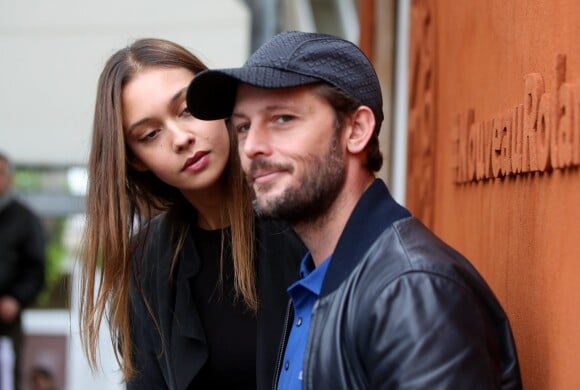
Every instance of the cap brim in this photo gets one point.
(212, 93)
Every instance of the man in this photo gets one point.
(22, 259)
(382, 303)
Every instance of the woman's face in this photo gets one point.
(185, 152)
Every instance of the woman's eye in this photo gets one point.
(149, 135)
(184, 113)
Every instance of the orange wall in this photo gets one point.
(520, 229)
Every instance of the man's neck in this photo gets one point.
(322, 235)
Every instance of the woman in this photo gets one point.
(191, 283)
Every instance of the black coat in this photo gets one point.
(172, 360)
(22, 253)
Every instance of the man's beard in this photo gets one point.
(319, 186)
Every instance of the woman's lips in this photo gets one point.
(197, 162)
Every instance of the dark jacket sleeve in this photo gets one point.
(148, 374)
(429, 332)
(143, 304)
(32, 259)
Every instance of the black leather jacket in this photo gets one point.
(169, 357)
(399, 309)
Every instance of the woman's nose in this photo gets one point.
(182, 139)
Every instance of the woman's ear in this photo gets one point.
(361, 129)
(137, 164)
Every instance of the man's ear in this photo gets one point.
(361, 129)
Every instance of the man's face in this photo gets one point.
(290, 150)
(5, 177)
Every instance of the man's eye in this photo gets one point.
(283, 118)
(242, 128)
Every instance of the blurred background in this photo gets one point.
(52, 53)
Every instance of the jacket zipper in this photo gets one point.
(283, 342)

▬▬▬▬▬▬

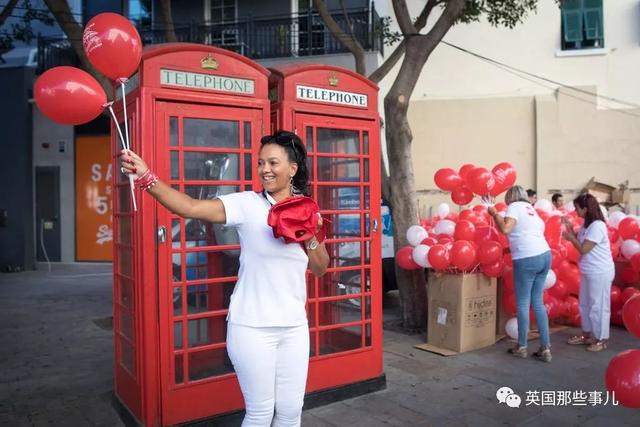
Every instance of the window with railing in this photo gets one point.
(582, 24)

▬▬▬▬▬▬

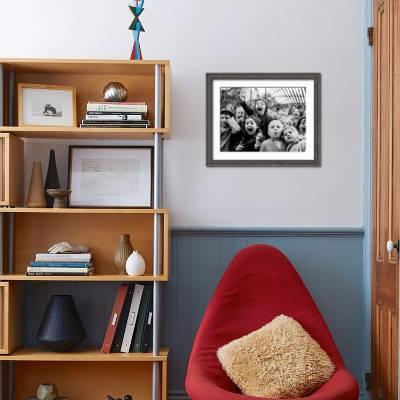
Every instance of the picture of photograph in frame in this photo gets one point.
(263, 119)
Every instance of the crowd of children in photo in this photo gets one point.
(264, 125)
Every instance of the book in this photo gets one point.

▬▬▬▬▬▬

◆ PROMPT ◆
Word for word, restate the lines of the data above that fall between the line holding "Every instance of the crowd" and the line holding "Every instance of the book", inclusive, and no other lines.

◆ WRITTEN ANSWER ◆
Every instance of the crowd of children in photo in this photo gets one point.
(264, 125)
Every instance of the book in this photo gets one point.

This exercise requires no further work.